Provided text:
::::::::
Brushburns hurt in dreams... nausea feels nauseous in dreams... landing on metal bars with your feet hurts in dreams... but breaking your neck doesn't. According to my dreams, anyway. Hmmm.

----------


## LucidityIsKey1

That's because in a dream, you believe you're there. Your mind actually interprets all of the signals you get in a dream, painful or not. When you get a painful signal (i.e. getting shot or likewise) your brain, if never experiencing the event, tries to imagine how it would feel. 

The brain is very powerful, so you will actually feel some pain, it's uncanny  ::D:

----------


## Bluemangroup

It's like The Matrix says
The body cannot live without the brain  :wink2:

----------


## WarBenifit156

I started to feel pain on my eye's when I did my first successful DEILD. Go to my lucid dream journal to read about it.

----------


## DreamingGhost

I use to not feel pain in my dreams lucid and non, but now I have started to feel pain when I am shot or cut or stabbed or something like that, but these happen so rare in my dreams I do not really take note of the pain when I wake up or in the dream as it only feels like I have been punched really hard in the case of the shootings and stabbings, and like a really amped up paper cut for the cuts.

Taek Care,
D.G.  ::jester::

----------


## Puffin

I've felt sharp pain in both SP and in regular dreams. I once had a dream where I was sawed in half and although the pain wasn't horrible, it was there. I didn't like it that much!  :tongue2:  In my lucid ones, sometimes I egg criminals or other people on to shoot me so I can have fun with invulnerability. I've gotten shot multiple times and never once felt pain from the bullets, although once I did feel an impact.

----------


## fautzo

heh reading all this makes me feel like im gonna get shot in a dream now

----------
::::::::
Extracted records:
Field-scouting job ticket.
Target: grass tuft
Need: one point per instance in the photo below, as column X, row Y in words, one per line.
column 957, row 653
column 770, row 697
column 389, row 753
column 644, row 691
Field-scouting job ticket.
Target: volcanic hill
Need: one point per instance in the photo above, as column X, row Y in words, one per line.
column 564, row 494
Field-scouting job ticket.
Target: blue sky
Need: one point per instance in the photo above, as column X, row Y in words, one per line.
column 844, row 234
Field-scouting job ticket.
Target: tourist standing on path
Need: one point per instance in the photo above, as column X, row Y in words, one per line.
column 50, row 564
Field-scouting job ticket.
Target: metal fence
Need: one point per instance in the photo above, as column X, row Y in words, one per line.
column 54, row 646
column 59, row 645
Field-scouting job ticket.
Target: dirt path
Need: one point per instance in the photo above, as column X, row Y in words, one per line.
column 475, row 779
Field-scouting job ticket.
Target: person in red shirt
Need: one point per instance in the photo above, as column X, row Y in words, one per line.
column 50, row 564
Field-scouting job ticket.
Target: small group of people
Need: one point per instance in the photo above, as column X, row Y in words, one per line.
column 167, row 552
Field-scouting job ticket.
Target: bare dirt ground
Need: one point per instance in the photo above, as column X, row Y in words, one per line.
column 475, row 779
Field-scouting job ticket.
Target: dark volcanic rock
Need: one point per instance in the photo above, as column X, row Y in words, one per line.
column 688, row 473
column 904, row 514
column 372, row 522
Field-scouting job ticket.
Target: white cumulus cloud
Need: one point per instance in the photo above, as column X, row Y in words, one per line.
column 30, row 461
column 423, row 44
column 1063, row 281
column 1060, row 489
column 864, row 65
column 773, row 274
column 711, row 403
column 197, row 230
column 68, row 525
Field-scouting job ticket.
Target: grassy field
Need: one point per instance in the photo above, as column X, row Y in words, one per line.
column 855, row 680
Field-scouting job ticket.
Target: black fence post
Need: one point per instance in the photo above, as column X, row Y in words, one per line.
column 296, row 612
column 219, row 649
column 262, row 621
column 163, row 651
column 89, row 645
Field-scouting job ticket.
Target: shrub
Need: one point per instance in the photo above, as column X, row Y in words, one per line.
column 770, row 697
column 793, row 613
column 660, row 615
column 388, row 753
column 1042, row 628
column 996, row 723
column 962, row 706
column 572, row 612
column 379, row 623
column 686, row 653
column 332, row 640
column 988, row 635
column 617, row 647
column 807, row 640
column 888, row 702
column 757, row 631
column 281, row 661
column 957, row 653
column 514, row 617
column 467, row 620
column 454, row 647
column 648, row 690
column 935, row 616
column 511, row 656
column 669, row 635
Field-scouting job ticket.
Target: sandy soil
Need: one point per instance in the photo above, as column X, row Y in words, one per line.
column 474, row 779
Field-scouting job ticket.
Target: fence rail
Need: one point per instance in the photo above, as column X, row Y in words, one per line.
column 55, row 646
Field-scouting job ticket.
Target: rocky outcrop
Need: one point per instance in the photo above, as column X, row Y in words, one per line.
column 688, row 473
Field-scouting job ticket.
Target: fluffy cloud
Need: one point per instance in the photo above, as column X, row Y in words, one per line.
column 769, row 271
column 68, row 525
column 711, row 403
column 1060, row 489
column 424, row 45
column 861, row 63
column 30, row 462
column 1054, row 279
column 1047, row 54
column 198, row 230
::::::::
The tasks:
• A. Copy out the entire dream-pain thread word for word.
• B. Rewrite the listing from its first line through the line holding "column 59, row 645", both included, with "job ticket" changed to "work order" and nothing else altered.
The dream-pain thread and the listing are unrelated to each other.

Answers to the problems:
• A.
Brushburns hurt in dreams... nausea feels nauseous in dreams... landing on metal bars with your feet hurts in dreams... but breaking your neck doesn't. According to my dreams, anyway. Hmmm.

----------


## LucidityIsKey1

That's because in a dream, you believe you're there. Your mind actually interprets all of the signals you get in a dream, painful or not. When you get a painful signal (i.e. getting shot or likewise) your brain, if never experiencing the event, tries to imagine how it would feel. 

The brain is very powerful, so you will actually feel some pain, it's uncanny  ::D:

----------


## Bluemangroup

It's like The Matrix says
The body cannot live without the brain  :wink2:

----------


## WarBenifit156

I started to feel pain on my eye's when I did my first successful DEILD. Go to my lucid dream journal to read about it.

----------


## DreamingGhost

I use to not feel pain in my dreams lucid and non, but now I have started to feel pain when I am shot or cut or stabbed or something like that, but these happen so rare in my dreams I do not really take note of the pain when I wake up or in the dream as it only feels like I have been punched really hard in the case of the shootings and stabbings, and like a really amped up paper cut for the cuts.

Taek Care,
D.G.  ::jester::

----------


## Puffin

I've felt sharp pain in both SP and in regular dreams. I once had a dream where I was sawed in half and although the pain wasn't horrible, it was there. I didn't like it that much!  :tongue2:  In my lucid ones, sometimes I egg criminals or other people on to shoot me so I can have fun with invulnerability. I've gotten shot multiple times and never once felt pain from the bullets, although once I did feel an impact.

----------


## fautzo

heh reading all this makes me feel like im gonna get shot in a dream now

----------

• B.
Field-scouting work order.
Target: grass tuft
Need: one point per instance in the photo below, as column X, row Y in words, one per line.
column 957, row 653
column 770, row 697
column 389, row 753
column 644, row 691
Field-scouting work order.
Target: volcanic hill
Need: one point per instance in the photo above, as column X, row Y in words, one per line.
column 564, row 494
Field-scouting work order.
Target: blue sky
Need: one point per instance in the photo above, as column X, row Y in words, one per line.
column 844, row 234
Field-scouting work order.
Target: tourist standing on path
Need: one point per instance in the photo above, as column X, row Y in words, one per line.
column 50, row 564
Field-scouting work order.
Target: metal fence
Need: one point per instance in the photo above, as column X, row Y in words, one per line.
column 54, row 646
column 59, row 645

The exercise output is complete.